Copy out the records below with "Can you find" replaced by "Can you locate" everywhere, keeping every other detail the same. Leave the pictures out of your answer.

(Items from a dataset)
#####

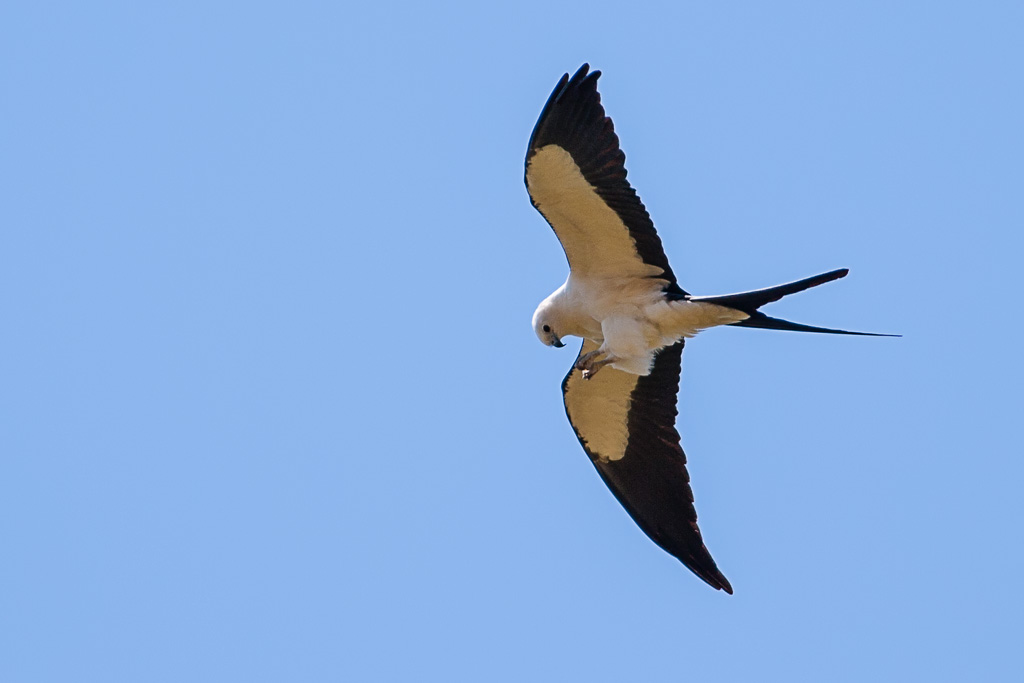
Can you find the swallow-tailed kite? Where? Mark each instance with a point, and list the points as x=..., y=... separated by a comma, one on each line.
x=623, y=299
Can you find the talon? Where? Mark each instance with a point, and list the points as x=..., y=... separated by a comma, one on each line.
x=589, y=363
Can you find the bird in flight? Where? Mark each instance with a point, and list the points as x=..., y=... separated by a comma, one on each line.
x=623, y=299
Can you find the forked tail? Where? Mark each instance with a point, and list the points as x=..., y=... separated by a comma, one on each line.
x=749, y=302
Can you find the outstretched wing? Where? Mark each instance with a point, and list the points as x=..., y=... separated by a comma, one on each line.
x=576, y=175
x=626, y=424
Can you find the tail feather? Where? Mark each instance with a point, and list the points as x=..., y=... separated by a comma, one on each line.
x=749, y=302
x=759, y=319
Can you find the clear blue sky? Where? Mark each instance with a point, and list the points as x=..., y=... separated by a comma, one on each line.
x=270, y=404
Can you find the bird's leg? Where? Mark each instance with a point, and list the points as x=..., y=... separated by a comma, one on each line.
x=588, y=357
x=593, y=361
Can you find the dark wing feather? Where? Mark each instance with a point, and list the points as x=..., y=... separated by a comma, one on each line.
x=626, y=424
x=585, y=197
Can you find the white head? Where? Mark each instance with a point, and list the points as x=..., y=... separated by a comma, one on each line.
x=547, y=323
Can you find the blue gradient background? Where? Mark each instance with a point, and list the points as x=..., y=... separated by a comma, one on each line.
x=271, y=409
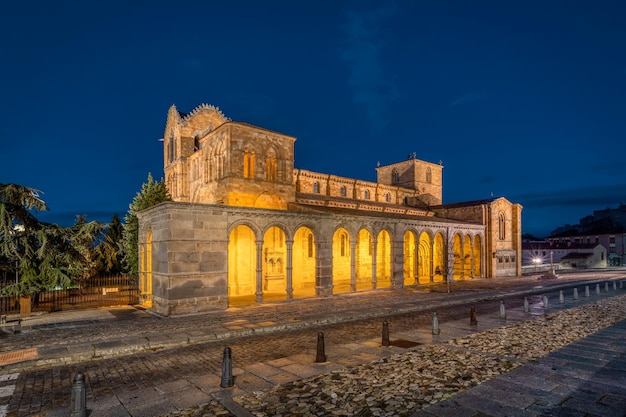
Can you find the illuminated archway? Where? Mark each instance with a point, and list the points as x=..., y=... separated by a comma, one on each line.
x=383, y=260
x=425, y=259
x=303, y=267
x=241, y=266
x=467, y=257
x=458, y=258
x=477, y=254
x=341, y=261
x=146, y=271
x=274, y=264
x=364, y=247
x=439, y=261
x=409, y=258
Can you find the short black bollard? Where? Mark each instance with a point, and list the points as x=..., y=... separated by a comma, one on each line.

#####

▶ Response
Can you locate the swallow-tailed kite? Where? Mark each instance with a point, and list the points as x=..., y=... separated by a comma, one on each line.
x=623, y=299
Can you locate the talon? Where? Mark each instance with a point, and list the points as x=..., y=... separated by a comma, one on each line.
x=589, y=363
Can you locate the bird in flight? Where? Mark each instance with a point, and list the points as x=..., y=... separated by a comma, one on each line.
x=623, y=299
Can you locate the forked tail? Where? Mark each instance with a point, and list the points as x=..., y=... separated by a comma, one on each line.
x=749, y=302
Can you locate the outstretched wing? Where? Mark each instance with a point, and list the points as x=..., y=... separated by a comma, one on each line.
x=576, y=175
x=626, y=424
Can you locate the tail feather? Where? Mark each instance with a point, and list the points as x=..., y=... separated by a comma, one on each line.
x=749, y=302
x=759, y=319
Can you locate the clear blue sky? Where? Mark each instance with a point, and list the points as x=..., y=... separated by a comma, one on each line.
x=270, y=404
Can you locate the bird's leg? Where? Mark each instance with a point, and list the points as x=..., y=... separated by a comma, one on each line.
x=588, y=357
x=593, y=361
Can you locate the dark wing feather? Where? Mark each instance with a point, and list the points as x=..., y=... separated by a comma, one on each line.
x=626, y=424
x=585, y=197
Can you locate the white head? Where? Mark each instance with a point, and list the points as x=..., y=... separated by a comma, one on each line.
x=547, y=323
Can you locate the blue gradient background? Where? Mark each instance with a point, and list the points as x=..., y=... separated by a comma, one on each line.
x=271, y=409
Can you locate the illuminated archway? Where? Mark each instance with a point, and list the points as x=..., y=... separated by a comma, one on each line.
x=383, y=260
x=425, y=259
x=303, y=267
x=241, y=266
x=467, y=257
x=458, y=258
x=477, y=254
x=341, y=261
x=146, y=271
x=274, y=264
x=364, y=247
x=439, y=261
x=409, y=258
Can you locate the short black bollard? Where? Mark each instance with a point, and list the points as x=..., y=... separated by a comma, one on each line.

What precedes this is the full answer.